● EXERCISE: Print the data below as a numbered list, leaving out any blank lines.

● EXERCISE MATERIAL:
=-=-=
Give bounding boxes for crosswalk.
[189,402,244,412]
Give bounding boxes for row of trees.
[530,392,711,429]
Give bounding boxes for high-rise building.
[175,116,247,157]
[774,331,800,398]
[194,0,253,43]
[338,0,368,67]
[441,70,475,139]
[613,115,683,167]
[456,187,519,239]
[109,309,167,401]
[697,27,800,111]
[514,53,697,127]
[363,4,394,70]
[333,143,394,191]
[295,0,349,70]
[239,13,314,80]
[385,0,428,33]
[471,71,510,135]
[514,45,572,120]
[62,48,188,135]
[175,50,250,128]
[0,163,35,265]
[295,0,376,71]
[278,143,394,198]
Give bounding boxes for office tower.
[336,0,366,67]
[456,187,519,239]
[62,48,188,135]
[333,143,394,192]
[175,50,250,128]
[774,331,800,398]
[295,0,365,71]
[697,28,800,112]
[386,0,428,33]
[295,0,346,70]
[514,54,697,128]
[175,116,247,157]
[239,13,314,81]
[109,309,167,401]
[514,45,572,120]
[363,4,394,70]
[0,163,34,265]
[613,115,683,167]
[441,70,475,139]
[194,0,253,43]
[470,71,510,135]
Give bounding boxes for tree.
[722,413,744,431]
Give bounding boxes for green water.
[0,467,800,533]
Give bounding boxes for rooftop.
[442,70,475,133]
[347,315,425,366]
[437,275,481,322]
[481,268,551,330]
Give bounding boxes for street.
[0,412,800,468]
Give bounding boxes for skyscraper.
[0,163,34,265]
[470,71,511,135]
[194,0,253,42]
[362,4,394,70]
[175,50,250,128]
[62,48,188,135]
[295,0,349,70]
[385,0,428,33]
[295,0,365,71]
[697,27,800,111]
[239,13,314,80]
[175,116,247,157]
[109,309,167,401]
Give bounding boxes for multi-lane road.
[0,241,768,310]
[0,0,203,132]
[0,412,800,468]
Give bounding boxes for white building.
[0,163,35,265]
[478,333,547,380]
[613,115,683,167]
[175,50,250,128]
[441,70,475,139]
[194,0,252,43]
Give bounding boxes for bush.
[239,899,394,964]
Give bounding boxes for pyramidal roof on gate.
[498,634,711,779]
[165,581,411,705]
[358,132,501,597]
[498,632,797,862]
=-=-=
● WRITTEN RESPONSE:
1. Give bounding boxes for crosswalk.
2. [189,402,244,412]
3. Give bounding boxes for row of trees.
4. [530,392,711,429]
5. Give bounding boxes for high-rise building.
6. [175,116,247,157]
7. [774,331,800,398]
8. [194,0,253,43]
9. [338,0,368,67]
10. [441,70,475,139]
11. [613,115,683,167]
12. [456,187,519,239]
13. [109,309,167,401]
14. [697,27,800,111]
15. [514,53,697,127]
16. [363,4,394,70]
17. [333,143,394,191]
18. [295,0,349,70]
19. [239,13,314,80]
20. [385,0,428,33]
21. [471,71,510,135]
22. [514,45,572,120]
23. [62,48,188,135]
24. [175,50,250,128]
25. [0,163,35,265]
26. [295,0,376,71]
27. [278,143,394,198]
28. Give bounding boxes for office tower.
29. [336,0,366,67]
30. [456,187,519,239]
31. [62,48,188,135]
32. [333,143,394,192]
33. [175,50,250,128]
34. [774,331,800,398]
35. [295,0,365,71]
36. [697,28,800,112]
37. [386,0,428,33]
38. [295,0,346,70]
39. [514,54,697,128]
40. [175,116,247,157]
41. [239,13,314,81]
42. [109,309,167,401]
43. [514,45,572,120]
44. [363,4,394,70]
45. [0,163,34,265]
46. [613,115,683,167]
47. [441,70,475,139]
48. [194,0,253,43]
49. [470,71,510,135]
50. Give bounding boxes for tree.
51. [722,413,744,431]
52. Give bounding boxes for green water.
53. [0,467,800,533]
54. Give bounding boxes for rooftop.
55. [442,70,475,133]
56. [347,315,425,366]
57. [437,275,481,322]
58. [481,268,551,330]
59. Give bounding boxes for street.
60. [0,412,800,468]
61. Give bounding boxes for skyscraper.
62. [0,163,34,265]
63. [470,71,511,135]
64. [194,0,253,42]
65. [362,4,394,70]
66. [175,50,250,128]
67. [62,48,188,135]
68. [295,0,349,70]
69. [385,0,428,33]
70. [295,0,365,71]
71. [697,27,800,111]
72. [239,13,314,80]
73. [175,116,247,157]
74. [109,309,167,401]
75. Give bounding boxes for multi-lane road.
76. [0,241,768,310]
77. [0,0,203,132]
78. [0,412,800,468]
79. Give bounding boxes for white building.
80. [0,163,35,265]
81. [478,333,547,380]
82. [613,115,683,167]
83. [175,50,250,128]
84. [441,70,475,139]
85. [194,0,252,43]
86. Give bounding boxes for bush.
87. [239,899,394,964]
88. Give bounding boxes for pyramidal roof on gate.
89. [498,634,711,779]
90. [165,581,411,705]
91. [358,132,501,597]
92. [498,632,797,862]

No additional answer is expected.